SELECTION -
If he missed that chance, Ollie would once more be the effective lump we have up front that can win aerial duels and get us 15 goals but can’t be relied upon against top opposition. It doesn’t matter that he’s scored against City, Tottenham, Liverpool and Utd. It matters little that he’s scored from outside the box, inside the box, first time finishes, shots after a run, headers. All types of goal from a supposedly one-dimensional player. If he had missed, he would have been resigned to the nearly man he still is in some people’s eyes.
If you look at his finish in detail, you’ll notice that the moment you think he’s going to lose control is the very instant he’s checked Guzan’s position and decided to halt his pace a smidgin. this in turn gives enough space to put it over a now sprawling Goalkeeper instead of hitting it into the body of Guzan. It’s quite inspired.
Giroud had his faults when he joined in 2012 but he still ploughed on and bagged us a fair share of goals. this season he has pushed on and recognised the competition he has for his place. He adds more to the game over 90 minutes, he has cut down on the histrionics and his goal ratio and finishing have improved. It is hard to remove the doubt concerning his finishing as it runs deep from his first two seasons – but he is exhibiting that he has progressed.
We must refresh what we thought we knew about Giroud and give him credit for the player he has become. Take away the attackers from Real and Barca and I cannot think of another striker in his mould that could do a better job, though I’m open to suggestion. We have a chiselled Gaul who can change a game and adapt to playing styles. The jammy git has it all. Console yourself with the knowledge that in another reality, Giroud DID miss and he is ridiculously ugly.

INSTRUCTION 1 - Write out the passage about Giroud from "If he missed" up to and including "It’s quite inspired.".
The passage about Giroud has no connection to the entries in the dataset records.

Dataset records
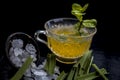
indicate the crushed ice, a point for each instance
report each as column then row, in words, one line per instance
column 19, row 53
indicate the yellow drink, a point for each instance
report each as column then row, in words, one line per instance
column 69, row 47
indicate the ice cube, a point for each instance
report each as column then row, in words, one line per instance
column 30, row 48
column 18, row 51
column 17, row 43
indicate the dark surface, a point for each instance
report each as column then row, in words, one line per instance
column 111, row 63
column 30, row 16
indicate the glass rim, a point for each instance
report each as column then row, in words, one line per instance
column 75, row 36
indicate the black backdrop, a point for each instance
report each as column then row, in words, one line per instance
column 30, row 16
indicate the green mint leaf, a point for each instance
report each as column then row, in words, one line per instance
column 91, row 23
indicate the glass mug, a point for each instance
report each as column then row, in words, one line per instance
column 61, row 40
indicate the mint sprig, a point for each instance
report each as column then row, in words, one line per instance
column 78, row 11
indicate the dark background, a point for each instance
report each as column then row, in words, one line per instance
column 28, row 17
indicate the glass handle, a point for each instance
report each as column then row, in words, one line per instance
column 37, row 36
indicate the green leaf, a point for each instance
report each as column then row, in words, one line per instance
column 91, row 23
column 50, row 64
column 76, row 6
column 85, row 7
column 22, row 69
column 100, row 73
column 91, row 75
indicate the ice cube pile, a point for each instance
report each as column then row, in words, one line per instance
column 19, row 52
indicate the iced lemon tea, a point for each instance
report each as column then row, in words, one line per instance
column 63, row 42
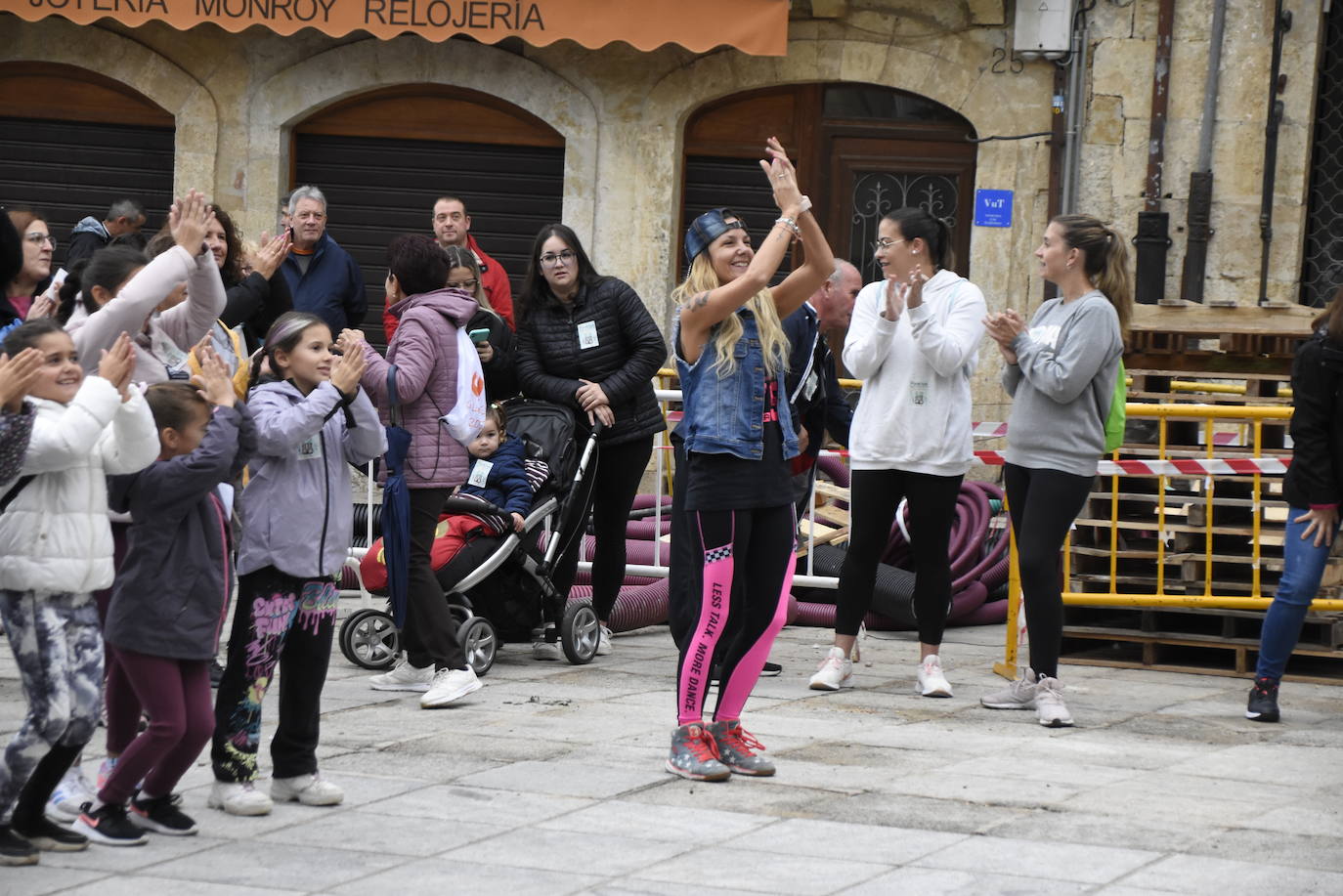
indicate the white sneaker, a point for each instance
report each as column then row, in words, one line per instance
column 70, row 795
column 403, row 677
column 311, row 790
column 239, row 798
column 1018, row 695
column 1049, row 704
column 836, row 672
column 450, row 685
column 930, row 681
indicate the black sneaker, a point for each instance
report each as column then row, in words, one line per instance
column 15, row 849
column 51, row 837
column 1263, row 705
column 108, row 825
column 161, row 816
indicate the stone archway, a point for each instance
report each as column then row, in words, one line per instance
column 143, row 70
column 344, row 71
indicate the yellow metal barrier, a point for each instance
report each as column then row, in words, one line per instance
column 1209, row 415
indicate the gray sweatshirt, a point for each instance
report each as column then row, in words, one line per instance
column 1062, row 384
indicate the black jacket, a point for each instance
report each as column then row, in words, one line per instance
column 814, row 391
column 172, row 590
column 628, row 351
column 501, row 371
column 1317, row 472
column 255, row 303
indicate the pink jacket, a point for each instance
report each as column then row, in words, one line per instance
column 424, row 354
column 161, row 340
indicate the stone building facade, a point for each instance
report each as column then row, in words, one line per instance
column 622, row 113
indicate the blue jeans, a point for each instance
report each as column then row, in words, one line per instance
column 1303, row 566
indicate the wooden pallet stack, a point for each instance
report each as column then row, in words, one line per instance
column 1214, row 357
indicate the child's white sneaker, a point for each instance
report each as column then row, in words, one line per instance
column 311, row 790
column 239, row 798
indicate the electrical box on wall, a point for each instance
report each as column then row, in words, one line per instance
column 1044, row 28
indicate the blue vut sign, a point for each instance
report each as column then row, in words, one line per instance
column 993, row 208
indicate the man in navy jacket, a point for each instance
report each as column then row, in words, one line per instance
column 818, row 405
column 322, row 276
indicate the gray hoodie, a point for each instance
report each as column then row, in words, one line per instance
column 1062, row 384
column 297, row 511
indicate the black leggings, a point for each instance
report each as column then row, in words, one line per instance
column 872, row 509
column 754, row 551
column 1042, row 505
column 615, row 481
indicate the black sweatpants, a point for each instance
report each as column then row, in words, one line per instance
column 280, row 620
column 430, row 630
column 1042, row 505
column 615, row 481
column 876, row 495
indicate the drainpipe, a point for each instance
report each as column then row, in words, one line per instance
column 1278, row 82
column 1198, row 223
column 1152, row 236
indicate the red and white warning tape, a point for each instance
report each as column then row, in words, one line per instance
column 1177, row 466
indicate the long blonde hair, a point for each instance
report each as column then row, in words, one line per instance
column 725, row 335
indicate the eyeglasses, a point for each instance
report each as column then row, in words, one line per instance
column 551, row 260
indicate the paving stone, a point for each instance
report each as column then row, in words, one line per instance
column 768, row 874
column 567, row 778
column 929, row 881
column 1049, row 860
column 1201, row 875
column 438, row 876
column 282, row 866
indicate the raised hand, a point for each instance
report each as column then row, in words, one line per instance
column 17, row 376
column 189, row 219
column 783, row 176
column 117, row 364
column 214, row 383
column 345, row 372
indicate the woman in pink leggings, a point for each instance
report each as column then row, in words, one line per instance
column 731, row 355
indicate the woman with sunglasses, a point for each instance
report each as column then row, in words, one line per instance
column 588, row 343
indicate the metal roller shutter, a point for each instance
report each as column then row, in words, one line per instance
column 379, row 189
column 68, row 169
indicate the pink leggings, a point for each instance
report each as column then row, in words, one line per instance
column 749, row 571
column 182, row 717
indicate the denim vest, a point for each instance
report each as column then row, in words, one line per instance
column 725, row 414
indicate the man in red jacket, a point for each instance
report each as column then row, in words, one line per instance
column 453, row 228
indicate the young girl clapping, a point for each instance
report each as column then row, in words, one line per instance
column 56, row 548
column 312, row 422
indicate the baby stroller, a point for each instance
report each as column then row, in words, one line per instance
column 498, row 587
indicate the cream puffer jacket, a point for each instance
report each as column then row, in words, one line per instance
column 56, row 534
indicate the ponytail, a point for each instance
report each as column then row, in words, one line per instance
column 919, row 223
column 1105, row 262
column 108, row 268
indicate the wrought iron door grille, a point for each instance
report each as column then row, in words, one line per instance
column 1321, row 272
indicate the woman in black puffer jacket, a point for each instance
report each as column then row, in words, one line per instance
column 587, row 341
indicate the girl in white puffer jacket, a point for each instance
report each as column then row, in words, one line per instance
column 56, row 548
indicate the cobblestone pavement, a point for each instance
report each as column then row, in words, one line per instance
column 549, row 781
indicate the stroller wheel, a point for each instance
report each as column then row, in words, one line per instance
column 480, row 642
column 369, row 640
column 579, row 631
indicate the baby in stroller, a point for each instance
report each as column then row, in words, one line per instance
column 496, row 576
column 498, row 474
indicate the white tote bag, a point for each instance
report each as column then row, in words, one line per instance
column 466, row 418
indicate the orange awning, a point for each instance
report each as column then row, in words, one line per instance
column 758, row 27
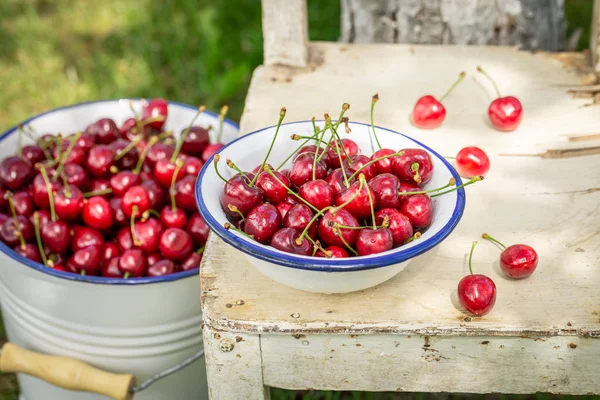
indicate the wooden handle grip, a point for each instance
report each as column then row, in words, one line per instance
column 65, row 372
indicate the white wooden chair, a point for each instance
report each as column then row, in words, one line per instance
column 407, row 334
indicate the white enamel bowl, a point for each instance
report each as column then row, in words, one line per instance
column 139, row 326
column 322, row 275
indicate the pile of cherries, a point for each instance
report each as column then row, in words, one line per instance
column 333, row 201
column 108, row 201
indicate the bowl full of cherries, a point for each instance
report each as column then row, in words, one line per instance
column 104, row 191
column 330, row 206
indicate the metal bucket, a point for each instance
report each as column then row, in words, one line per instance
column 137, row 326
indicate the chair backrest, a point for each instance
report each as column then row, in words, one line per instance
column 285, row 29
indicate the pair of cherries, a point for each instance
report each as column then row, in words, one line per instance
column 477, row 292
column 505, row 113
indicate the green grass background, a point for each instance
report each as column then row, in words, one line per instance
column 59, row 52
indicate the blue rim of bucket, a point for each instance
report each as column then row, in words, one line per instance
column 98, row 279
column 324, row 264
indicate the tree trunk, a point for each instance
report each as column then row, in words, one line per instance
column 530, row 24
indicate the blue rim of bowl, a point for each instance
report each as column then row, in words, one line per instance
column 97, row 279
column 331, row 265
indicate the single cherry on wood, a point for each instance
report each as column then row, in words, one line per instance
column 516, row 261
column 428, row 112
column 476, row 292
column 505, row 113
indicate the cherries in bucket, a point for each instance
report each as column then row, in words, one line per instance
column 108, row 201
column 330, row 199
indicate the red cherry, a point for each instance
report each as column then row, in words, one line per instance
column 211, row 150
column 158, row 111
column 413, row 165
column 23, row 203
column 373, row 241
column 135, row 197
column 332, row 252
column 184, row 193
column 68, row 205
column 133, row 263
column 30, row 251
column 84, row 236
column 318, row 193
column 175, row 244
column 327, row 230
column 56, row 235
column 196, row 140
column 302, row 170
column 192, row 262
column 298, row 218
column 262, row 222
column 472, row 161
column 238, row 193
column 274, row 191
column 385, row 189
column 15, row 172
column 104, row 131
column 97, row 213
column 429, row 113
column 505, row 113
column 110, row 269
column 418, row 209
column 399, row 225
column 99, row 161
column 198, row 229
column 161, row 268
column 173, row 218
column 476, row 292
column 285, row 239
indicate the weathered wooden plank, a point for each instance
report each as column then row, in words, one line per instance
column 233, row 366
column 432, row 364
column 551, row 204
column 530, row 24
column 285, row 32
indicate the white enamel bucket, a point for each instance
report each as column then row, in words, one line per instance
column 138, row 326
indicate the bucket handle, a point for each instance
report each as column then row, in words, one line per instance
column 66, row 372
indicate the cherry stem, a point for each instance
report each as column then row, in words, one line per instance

INSTRUCTION 2 - From the dataset entries, give again the lines running from the line with "indicate the woman in pink" up to and including the line with "column 453, row 228".

FINAL RESULT 1 -
If he missed that chance, Ollie would once more be the effective lump we have up front that can win aerial duels and get us 15 goals but can’t be relied upon against top opposition. It doesn’t matter that he’s scored against City, Tottenham, Liverpool and Utd. It matters little that he’s scored from outside the box, inside the box, first time finishes, shots after a run, headers. All types of goal from a supposedly one-dimensional player. If he had missed, he would have been resigned to the nearly man he still is in some people’s eyes.
If you look at his finish in detail, you’ll notice that the moment you think he’s going to lose control is the very instant he’s checked Guzan’s position and decided to halt his pace a smidgin. this in turn gives enough space to put it over a now sprawling Goalkeeper instead of hitting it into the body of Guzan. It’s quite inspired.

FINAL RESULT 2 -
indicate the woman in pink leggings, a point for each instance
report each as column then row, in words, one line per instance
column 731, row 355
indicate the woman with sunglasses, a point for each instance
report each as column then row, in words, one line per instance
column 588, row 343
indicate the metal roller shutter, a point for each instance
report each as column then row, in words, one line per instance
column 379, row 189
column 68, row 169
indicate the pink leggings, a point for each instance
report each as column then row, in words, one line per instance
column 749, row 571
column 182, row 717
indicate the denim vest, a point for each instance
report each as column then row, in words, one line per instance
column 725, row 414
indicate the man in red jacket, a point for each instance
report each as column then row, in words, one line per instance
column 453, row 228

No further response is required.